▶ **課題 A**
下の抜粋本文について答えてください。
(i) いちやなぎが拠点としている場所はどこですか？
(ii) 短いインタールードとして挙げられている曲名は何ですか？
(iii) 「美女と野獣」のバンドのサイケデリックロック感は、何を思わせるとされていますか？

▶ **抜粋本文**
_ _ _

京都を拠点に音楽にとどまらず多様な展開を続けるいちやなぎによる2024年の本作は同じく京都で活動するミュージシャンをバックに従えたバンドサウンドを軸に作られたタイニーサイケポップ作品に仕上がっている。どこかあがた森魚からの継承を感じる文学的な幻影がある。

森の怪獣は、オープニングのコーラスを伴ったサイケデリックポップな展開が素晴らしい。その後も展開は一貫してサンシャインポップ的な雰囲気を保っている。淡々としたボーカルと対照的なきらびやかなアレンジで両者のバランスがとても心地よい。続く怪獣は森へ、という短いインタールードではオープンリールやエコーデックを思わせるレトロエレクトロなエディットも登場する等、とても豊かな表現が面白い。

あなぐらは、アコースティックギターのストロークと淡い歌の組み合わせが京都シーンらしい始まり方だと思う。徐々にオーケストレーションアレンジが楽曲に侵食していくが、そのアレンジをファルセットを含めて飾る事なく、それでいて徐々に盛り上げていく歌の表現力が素晴らしい。

美女と野獣は、オリビアトレマーコントロールなど、Elephant6を思わせるバンドのサイケデリックロック感が素晴らしい。ユーモアも感じさせる飄々とした歌がサイケデリックポップの世界観に入り込んでいてやはり歌の表現力に圧倒される。

_ _ _

(写真内の物体を指す行)
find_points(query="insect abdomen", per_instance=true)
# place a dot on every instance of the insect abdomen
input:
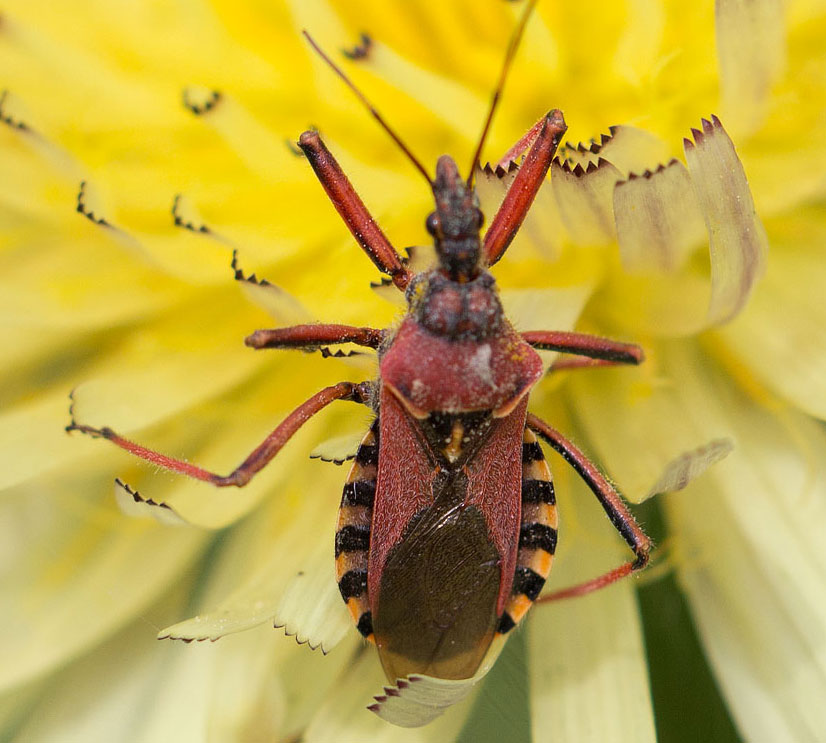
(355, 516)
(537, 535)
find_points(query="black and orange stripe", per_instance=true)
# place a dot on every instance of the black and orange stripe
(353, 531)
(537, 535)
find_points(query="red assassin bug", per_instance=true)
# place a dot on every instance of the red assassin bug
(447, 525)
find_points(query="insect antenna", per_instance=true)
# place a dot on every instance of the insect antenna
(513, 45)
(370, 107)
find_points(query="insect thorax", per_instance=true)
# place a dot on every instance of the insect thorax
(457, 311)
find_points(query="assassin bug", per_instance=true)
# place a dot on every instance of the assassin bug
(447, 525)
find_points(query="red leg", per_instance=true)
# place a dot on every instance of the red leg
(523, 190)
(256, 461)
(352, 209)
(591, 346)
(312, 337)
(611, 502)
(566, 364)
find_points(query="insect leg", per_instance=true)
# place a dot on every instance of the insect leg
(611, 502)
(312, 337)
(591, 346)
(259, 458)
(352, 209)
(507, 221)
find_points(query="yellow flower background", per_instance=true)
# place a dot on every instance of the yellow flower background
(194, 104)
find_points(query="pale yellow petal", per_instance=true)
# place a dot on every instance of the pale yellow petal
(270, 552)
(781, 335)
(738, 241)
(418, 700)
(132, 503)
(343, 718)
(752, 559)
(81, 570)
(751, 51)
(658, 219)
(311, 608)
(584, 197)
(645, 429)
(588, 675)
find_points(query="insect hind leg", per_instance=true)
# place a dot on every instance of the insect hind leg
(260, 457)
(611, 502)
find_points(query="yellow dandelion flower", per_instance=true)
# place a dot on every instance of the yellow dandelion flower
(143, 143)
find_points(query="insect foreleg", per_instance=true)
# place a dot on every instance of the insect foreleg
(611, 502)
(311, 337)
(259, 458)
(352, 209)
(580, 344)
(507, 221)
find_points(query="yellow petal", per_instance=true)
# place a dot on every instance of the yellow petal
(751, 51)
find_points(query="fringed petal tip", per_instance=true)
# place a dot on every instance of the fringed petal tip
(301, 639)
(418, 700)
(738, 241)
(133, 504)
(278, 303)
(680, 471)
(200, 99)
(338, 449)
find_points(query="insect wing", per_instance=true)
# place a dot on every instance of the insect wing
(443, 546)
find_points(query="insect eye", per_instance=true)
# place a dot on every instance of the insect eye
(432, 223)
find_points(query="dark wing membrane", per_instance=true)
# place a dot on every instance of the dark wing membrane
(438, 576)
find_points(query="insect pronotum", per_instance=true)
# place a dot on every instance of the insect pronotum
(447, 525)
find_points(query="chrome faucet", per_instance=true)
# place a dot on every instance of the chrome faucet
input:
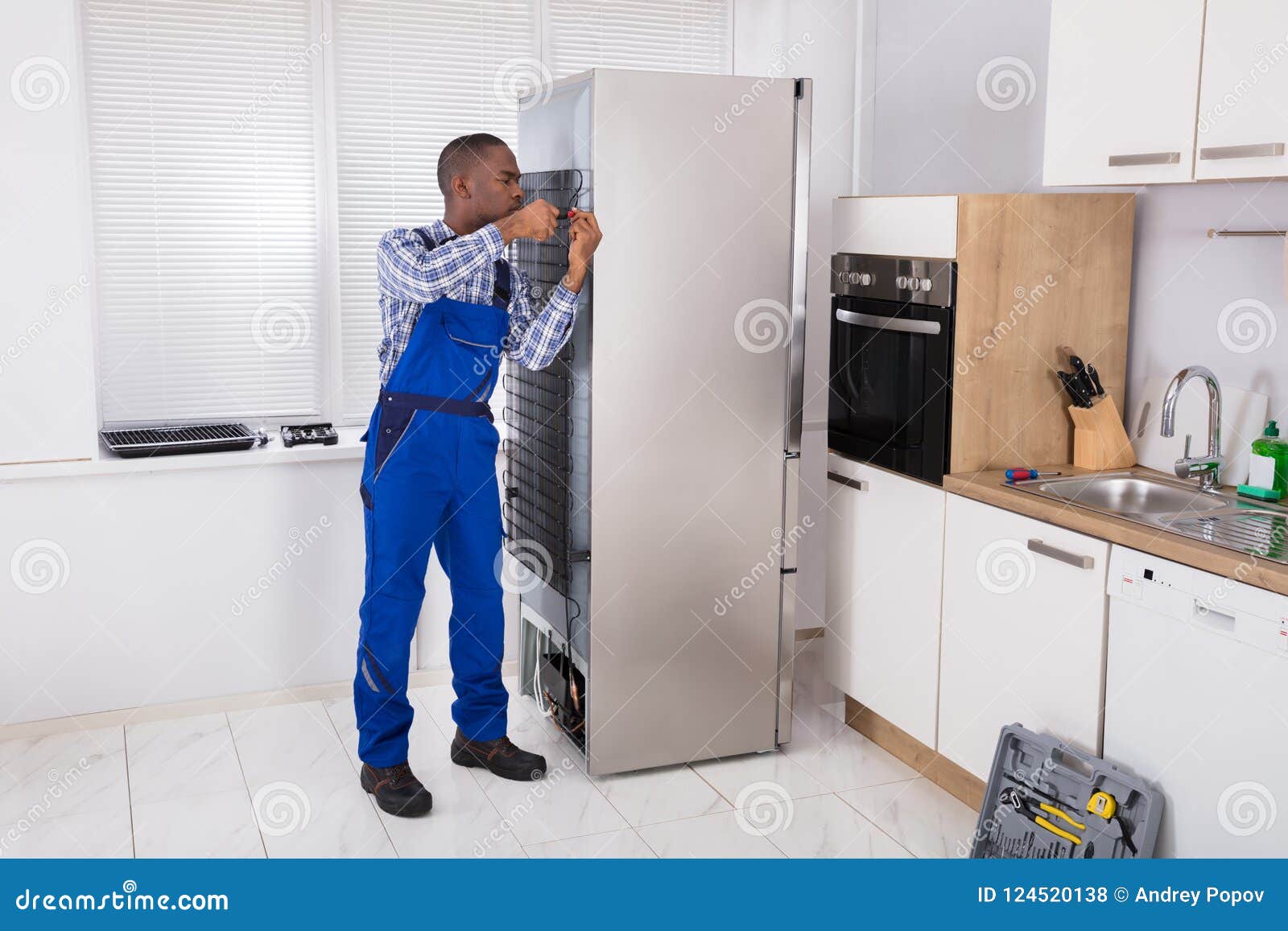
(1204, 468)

_ _ _

▶ **課題 B**
上の行のうち、「chrome」という語を含むものをすべて選び出し、その行をそのまま書き写してください。

▶ **正解 A**
(i) 京都
(ii) 怪獣は森へ
(iii) Elephant6

▶ **正解 B**
find_points(query="chrome faucet", per_instance=true)
# place a dot on every instance of the chrome faucet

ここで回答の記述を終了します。